#### Exercise directions
Put every line of the items below into a Markdown table with the columns "Row" and "Line", numbering the rows in order and skipping blank lines.
====== Supplied data
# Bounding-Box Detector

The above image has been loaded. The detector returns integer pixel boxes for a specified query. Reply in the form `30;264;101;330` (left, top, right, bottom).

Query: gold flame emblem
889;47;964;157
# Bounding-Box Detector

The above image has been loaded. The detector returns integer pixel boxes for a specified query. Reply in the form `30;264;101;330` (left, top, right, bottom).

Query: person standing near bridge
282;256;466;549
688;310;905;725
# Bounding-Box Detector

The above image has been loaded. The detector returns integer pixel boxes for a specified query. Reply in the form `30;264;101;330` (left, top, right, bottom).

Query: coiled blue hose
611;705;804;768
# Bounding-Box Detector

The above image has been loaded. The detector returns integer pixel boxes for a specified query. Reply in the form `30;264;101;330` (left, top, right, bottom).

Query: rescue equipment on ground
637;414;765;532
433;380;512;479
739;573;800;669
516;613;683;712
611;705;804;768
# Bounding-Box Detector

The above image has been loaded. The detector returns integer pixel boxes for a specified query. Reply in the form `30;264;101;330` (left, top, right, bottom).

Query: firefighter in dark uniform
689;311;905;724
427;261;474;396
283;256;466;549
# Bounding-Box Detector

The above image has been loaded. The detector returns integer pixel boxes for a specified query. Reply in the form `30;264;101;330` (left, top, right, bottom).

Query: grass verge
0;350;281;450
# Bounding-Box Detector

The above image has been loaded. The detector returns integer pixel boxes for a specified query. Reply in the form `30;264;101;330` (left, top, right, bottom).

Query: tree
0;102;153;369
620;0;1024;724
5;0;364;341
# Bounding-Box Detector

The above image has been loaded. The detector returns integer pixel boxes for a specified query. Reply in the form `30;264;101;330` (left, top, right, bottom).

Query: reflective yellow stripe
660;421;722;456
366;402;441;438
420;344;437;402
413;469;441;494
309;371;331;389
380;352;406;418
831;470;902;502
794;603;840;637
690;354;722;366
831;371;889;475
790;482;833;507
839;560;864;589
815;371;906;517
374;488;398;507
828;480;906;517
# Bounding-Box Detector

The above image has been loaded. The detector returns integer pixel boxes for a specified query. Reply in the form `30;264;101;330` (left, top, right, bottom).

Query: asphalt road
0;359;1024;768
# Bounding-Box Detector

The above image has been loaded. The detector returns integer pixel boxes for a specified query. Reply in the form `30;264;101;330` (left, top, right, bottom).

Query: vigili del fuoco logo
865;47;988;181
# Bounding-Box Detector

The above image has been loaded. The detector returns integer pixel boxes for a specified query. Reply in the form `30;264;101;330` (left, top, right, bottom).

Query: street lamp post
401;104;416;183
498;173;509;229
============
#### Response
| Row | Line |
|---|---|
| 1 | # Bounding-Box Detector |
| 2 | The above image has been loaded. The detector returns integer pixel boxes for a specified query. Reply in the form `30;264;101;330` (left, top, right, bottom). |
| 3 | Query: gold flame emblem |
| 4 | 889;47;964;157 |
| 5 | # Bounding-Box Detector |
| 6 | The above image has been loaded. The detector returns integer pixel boxes for a specified query. Reply in the form `30;264;101;330` (left, top, right, bottom). |
| 7 | Query: person standing near bridge |
| 8 | 282;256;466;549 |
| 9 | 688;310;905;725 |
| 10 | # Bounding-Box Detector |
| 11 | The above image has been loaded. The detector returns integer pixel boxes for a specified query. Reply in the form `30;264;101;330` (left, top, right, bottom). |
| 12 | Query: coiled blue hose |
| 13 | 611;705;804;768 |
| 14 | # Bounding-Box Detector |
| 15 | The above image has been loaded. The detector returns integer pixel boxes for a specified query. Reply in the form `30;264;101;330` (left, top, right, bottom). |
| 16 | Query: rescue equipment on ground |
| 17 | 637;414;765;532 |
| 18 | 433;380;512;479 |
| 19 | 739;573;800;669 |
| 20 | 516;613;683;712 |
| 21 | 611;705;804;768 |
| 22 | # Bounding-Box Detector |
| 23 | The above image has been loaded. The detector returns integer pixel boxes for a specified query. Reply in the form `30;264;101;330` (left, top, right, bottom). |
| 24 | Query: firefighter in dark uniform |
| 25 | 689;311;905;724 |
| 26 | 427;261;474;396 |
| 27 | 283;256;466;549 |
| 28 | # Bounding-Box Detector |
| 29 | The above image has been loaded. The detector returns integer pixel boxes for a specified query. Reply in the form `30;264;101;330` (left, top, right, bottom). |
| 30 | Query: grass verge |
| 31 | 0;350;281;450 |
| 32 | # Bounding-Box Detector |
| 33 | The above image has been loaded. The detector returns integer pixel boxes for a specified query. Reply in the form `30;264;101;330` (left, top, right, bottom). |
| 34 | Query: tree |
| 35 | 0;102;153;369 |
| 36 | 620;0;1024;724 |
| 37 | 5;0;364;341 |
| 38 | # Bounding-Box Detector |
| 39 | The above image has been loaded. The detector returns integer pixel boxes for a specified query. Reply in the form `30;264;101;330` (left, top, right, bottom). |
| 40 | Query: reflective yellow stripe |
| 41 | 660;421;722;456 |
| 42 | 366;402;441;438 |
| 43 | 420;344;437;402 |
| 44 | 413;469;441;494 |
| 45 | 309;371;331;389 |
| 46 | 380;352;406;418 |
| 47 | 831;470;902;502 |
| 48 | 794;603;840;637 |
| 49 | 690;354;722;366 |
| 50 | 831;371;889;475 |
| 51 | 790;482;833;507 |
| 52 | 839;560;864;589 |
| 53 | 815;371;906;517 |
| 54 | 374;488;398;507 |
| 55 | 828;480;906;517 |
| 56 | # Bounding-Box Detector |
| 57 | The above image has been loaded. The detector returns integer pixel boxes for a specified query. Reply in the form `30;264;101;330` (left, top, right, bottom). |
| 58 | Query: asphalt road |
| 59 | 0;359;1024;768 |
| 60 | # Bounding-Box Detector |
| 61 | The above image has been loaded. The detector returns integer pixel boxes for a specified query. Reply in the form `30;264;101;330` (left, top, right, bottom). |
| 62 | Query: vigili del fuoco logo |
| 63 | 865;47;988;181 |
| 64 | # Bounding-Box Detector |
| 65 | The above image has been loaded. The detector returns integer pixel boxes for a specified query. Reply in the form `30;264;101;330` (left, top, right, bottom). |
| 66 | Query: street lamp post |
| 67 | 401;104;416;183 |
| 68 | 498;173;509;229 |